#### PASSAGE GIVEN:
☆ ☆ ☆

Word of Salvation – Vol.27 No.14 – January 1982
Resurrection Power
Sermon by Rev. P. Tuit on 2Corinthians 5:17
Scripture Reading: Luke 24:1-12; 2Cor. 5:14-21
Congregation of Jesus Christ, we live in a world today where we find many power structures. Here think of the military might of the U.S. or Russia or the emerging power of the Islamic nations. Besides military power we also know of economic power. The oil states in the Middle East wield a power in the world which is way out of proportion with their size, population and military power. Furthermore, in recent years many nations have been confronted with the power of terrorism which is so difficult to handle and control. From all sides and aspects therefore, we are confronted with power and power structures.
Faced with these powers many people have given up hope for the world, because they do not see how these power structures can be changed for the good of mankind.
The apostle Paul in his day also knew about power. And he spoke of these power structures often in his epistles. Paul knew the power of political and military might. In His day the Roman Empire pretty much controlled the known world of that time. The Emperor in Rome wielded tremendous power over his vast empire and its inhabitants. What he decreed had to happen even when it meant the dislocation of many families as we see in the case of Joseph and Mary who had to go from Nazareth to Bethlehem.
Paul at times would make good use of the proper exercise of the power of Rome. More than once for the advancement of the Gospel of Jesus Christ did he appeal to his Roman Citizenship. However, the power of Rome did finally cause him to be imprisoned and as tradition tells us he was beheaded.
But, Paul knew also of other kinds of power. Many times did he write in his epistles of the power of sin. For Paul this was a tremendous and fearsome power to which every living creature was subject. And for Paul this was something not learned from catechism or theology books. Paul knew what damage sin had done in his own life. At one time he even called himself the chief of sinners, and he cried out wretched man that I am who shall deliver me from this body of death? The Apostle Paul also knew the awesome power of death, a power that continues to fill men with fear and from which no man could escape.
Yes, Paul knew what power was all about in a negative sense. He had in our eyes every reason to be pessimistic. He had every reason to give up on the world, yes even on life itself. Yet when we read his epistles we find that Paul was far from being a pessimist, far from being down-hearted about things. To the contrary, his epistles portray a tremendous optimism.
The reason for this optimism is, congregation, that Paul knew of another power. Paul knew about a power that dismantled and put to shame all other powers. Paul knew about a power much greater than the power of the Roman Emperor and his great military might. Yes, the Power that Paul knew was even greater than the power of sin and death. This power Paul called ‘resurrection power’ which flew forth from the resurrection of Jesus Christ. This power was so great that it caused something completely new to come into the world.

☆ ☆ ☆

#### EXERCISE DIRECTIONS:
Reproduce word for word the part of the resurrection power sermon that opens with the words containing "The apostle Paul in" and closes with "Nazareth to Bethlehem.". These records have no connection to the sermon above.

[Dataset records]
☆ ☆ ☆

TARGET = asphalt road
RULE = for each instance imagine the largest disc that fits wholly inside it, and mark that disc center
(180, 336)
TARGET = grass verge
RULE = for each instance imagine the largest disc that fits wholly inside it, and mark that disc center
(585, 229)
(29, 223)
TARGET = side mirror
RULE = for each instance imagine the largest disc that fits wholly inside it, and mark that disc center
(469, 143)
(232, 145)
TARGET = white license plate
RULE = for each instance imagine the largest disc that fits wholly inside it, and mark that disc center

☆ ☆ ☆

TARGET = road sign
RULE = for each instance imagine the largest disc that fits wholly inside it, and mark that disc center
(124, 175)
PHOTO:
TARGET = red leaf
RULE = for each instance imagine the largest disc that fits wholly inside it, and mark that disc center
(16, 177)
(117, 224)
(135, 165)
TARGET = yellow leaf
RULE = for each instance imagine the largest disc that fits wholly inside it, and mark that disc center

☆ ☆ ☆

#### EXERCISE SOLUTION:
The apostle Paul in his day also knew about power. And he spoke of these power structures often in his epistles. Paul knew the power of political and military might. In His day the Roman Empire pretty much controlled the known world of that time. The Emperor in Rome wielded tremendous power over his vast empire and its inhabitants. What he decreed had to happen even when it meant the dislocation of many families as we see in the case of Joseph and Mary who had to go from Nazareth to Bethlehem.